Exactly reproduce the line that contains "Where can you see the hockey stick shaft" and all lines after it in the entries below, through the very last line.

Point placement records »
_____

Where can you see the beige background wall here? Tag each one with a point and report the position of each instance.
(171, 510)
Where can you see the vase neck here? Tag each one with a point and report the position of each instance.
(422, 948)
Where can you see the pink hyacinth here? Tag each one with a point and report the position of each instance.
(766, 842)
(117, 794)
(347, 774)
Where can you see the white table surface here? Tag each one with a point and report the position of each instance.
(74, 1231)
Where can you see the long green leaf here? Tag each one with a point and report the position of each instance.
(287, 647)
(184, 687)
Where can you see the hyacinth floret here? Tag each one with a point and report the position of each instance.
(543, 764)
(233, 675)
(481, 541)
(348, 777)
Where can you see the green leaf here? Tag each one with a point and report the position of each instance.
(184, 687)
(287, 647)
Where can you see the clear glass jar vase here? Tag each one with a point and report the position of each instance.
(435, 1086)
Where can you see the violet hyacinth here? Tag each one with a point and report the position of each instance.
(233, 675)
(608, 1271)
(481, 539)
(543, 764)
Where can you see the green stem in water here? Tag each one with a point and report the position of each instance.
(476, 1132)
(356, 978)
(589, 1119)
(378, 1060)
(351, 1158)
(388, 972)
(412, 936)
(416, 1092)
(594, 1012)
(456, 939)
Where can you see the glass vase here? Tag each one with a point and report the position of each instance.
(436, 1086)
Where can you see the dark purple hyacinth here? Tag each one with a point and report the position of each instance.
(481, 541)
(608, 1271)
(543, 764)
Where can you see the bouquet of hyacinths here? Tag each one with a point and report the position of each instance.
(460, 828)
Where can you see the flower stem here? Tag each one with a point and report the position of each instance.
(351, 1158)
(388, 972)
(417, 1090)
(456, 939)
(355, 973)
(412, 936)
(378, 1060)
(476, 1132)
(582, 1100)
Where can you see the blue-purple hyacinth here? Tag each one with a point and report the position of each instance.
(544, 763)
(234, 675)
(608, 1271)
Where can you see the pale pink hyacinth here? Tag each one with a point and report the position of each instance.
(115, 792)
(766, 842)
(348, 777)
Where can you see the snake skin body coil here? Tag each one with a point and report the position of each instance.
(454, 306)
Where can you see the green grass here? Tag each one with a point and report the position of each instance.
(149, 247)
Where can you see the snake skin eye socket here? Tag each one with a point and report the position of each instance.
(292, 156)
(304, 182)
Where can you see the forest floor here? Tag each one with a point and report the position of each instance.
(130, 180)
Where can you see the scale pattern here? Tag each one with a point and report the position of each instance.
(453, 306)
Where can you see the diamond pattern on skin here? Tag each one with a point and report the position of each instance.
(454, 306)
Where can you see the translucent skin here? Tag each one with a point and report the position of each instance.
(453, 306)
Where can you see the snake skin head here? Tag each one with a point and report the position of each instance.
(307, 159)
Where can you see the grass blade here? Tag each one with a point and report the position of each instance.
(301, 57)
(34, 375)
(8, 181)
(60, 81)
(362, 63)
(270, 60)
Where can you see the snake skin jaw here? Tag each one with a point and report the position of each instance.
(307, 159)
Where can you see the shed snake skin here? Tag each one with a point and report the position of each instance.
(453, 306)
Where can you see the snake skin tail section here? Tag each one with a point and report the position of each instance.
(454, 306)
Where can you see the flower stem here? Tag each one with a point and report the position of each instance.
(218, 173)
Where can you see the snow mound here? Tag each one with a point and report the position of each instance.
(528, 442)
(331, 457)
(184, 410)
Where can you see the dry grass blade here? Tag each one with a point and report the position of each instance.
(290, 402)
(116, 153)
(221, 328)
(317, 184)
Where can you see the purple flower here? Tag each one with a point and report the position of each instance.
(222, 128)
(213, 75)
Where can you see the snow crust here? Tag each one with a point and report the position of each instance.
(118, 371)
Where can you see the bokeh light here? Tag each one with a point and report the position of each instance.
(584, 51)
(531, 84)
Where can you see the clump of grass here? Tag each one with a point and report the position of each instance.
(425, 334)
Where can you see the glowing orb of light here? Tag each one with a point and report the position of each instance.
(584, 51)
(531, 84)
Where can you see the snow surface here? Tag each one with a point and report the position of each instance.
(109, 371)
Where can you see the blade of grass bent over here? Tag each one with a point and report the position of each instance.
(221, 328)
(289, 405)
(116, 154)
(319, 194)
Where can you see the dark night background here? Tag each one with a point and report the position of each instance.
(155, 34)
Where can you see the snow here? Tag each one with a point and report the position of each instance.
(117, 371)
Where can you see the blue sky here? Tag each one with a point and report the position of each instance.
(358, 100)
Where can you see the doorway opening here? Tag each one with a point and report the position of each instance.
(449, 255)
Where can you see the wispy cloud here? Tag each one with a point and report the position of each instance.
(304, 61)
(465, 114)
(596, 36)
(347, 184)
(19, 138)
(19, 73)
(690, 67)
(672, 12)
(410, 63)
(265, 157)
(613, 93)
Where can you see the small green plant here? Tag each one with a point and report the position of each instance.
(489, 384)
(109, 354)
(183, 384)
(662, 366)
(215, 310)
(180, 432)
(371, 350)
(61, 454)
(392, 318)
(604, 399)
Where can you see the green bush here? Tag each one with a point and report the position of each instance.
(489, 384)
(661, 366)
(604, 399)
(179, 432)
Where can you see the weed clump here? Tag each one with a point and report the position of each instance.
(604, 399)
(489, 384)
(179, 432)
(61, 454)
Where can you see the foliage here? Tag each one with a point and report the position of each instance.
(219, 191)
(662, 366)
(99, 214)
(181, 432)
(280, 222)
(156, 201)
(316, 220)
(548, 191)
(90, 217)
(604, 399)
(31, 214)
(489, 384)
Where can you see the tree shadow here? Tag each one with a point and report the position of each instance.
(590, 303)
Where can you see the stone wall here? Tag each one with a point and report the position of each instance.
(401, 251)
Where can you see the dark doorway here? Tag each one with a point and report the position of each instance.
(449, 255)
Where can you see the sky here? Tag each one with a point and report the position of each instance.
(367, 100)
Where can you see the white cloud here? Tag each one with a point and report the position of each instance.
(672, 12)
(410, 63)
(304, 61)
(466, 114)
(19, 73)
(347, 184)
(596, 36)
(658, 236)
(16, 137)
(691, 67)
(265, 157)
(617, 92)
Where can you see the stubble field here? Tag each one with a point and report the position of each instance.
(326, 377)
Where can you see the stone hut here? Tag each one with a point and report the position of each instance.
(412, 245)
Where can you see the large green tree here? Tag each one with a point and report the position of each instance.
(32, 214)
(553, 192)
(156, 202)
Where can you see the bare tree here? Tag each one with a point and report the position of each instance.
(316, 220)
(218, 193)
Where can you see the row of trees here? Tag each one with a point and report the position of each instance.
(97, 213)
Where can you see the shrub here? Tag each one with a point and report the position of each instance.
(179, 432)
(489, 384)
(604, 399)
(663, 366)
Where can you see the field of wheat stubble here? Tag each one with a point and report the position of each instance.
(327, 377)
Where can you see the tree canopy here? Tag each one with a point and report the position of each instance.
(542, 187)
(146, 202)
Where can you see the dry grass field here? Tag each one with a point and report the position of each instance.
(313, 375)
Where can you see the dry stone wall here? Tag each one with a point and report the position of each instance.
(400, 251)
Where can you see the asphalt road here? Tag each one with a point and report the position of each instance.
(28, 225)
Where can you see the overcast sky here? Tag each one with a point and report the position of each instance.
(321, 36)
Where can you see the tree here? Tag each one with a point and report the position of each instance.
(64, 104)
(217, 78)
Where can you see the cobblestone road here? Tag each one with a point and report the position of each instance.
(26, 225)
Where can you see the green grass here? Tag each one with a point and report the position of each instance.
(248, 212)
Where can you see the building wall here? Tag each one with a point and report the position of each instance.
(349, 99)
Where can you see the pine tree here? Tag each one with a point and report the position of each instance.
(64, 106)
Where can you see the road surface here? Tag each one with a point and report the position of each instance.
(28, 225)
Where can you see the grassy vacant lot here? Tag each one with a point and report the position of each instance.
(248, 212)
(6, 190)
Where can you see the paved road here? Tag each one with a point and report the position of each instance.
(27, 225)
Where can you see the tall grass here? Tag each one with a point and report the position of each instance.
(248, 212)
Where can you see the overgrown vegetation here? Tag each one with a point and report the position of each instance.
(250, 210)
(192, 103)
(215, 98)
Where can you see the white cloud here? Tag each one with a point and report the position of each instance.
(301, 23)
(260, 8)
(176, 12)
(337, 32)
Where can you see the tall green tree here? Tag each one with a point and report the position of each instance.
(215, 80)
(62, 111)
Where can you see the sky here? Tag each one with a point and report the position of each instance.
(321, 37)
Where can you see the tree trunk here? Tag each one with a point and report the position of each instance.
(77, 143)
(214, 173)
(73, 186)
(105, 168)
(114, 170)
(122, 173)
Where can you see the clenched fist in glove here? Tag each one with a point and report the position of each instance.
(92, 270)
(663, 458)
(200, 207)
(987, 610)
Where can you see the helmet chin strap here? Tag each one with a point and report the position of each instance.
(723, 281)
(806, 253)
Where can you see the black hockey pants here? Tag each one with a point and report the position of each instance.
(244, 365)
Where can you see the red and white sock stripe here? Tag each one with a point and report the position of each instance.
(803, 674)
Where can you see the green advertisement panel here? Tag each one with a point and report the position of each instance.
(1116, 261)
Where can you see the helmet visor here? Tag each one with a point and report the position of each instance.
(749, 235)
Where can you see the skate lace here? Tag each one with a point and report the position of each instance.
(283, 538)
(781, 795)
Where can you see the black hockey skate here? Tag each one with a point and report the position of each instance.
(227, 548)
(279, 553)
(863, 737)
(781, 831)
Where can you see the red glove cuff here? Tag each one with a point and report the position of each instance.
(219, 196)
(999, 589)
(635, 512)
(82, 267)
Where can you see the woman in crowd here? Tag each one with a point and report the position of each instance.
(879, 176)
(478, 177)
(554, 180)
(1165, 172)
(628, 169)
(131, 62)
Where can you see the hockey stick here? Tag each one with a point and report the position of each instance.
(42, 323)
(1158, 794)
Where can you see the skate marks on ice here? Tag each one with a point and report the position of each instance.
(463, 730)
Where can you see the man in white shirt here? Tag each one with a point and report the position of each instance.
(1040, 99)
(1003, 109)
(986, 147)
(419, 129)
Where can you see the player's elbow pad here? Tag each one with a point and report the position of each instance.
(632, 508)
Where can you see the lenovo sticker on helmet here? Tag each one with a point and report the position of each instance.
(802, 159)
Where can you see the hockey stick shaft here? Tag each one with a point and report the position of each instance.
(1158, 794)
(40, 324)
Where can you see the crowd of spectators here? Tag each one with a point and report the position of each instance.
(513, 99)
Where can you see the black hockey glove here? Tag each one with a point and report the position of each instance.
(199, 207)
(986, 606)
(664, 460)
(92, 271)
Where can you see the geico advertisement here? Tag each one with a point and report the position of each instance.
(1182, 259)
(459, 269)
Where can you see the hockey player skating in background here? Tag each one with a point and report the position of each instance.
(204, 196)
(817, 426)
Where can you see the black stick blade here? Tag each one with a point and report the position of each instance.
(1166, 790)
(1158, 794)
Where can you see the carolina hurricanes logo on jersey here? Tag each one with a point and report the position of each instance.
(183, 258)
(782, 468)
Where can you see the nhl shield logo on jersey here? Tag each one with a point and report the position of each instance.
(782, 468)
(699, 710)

_____

THE REPLY »
Where can you see the hockey stick shaft here? Tag each one with a point and report the position of each instance.
(1158, 794)
(40, 324)
Where can you see the crowd of spectators here? Tag each one with a point and report the position of each instance.
(513, 99)
Where can you see the black hockey glove here? Tag each one with a point and report the position of each instance.
(199, 207)
(986, 606)
(664, 460)
(92, 271)
Where can you see the geico advertisement here? Tag each one with a point and report the position of each instance.
(1182, 259)
(459, 269)
Where can you see the hockey player skating in background here? Tag each one with a point and report the position of each instance.
(204, 196)
(817, 426)
Where can you see the black stick blade here? Tag each one with a point and report the position of each instance.
(1166, 790)
(1158, 794)
Where can you see the carolina hurricanes logo on jersey here? Tag each one with a point and report the position of each instance.
(183, 258)
(782, 468)
Where can you see the nhl shield logo on jersey here? Tag each one with a point and report the position of each instance.
(782, 468)
(699, 710)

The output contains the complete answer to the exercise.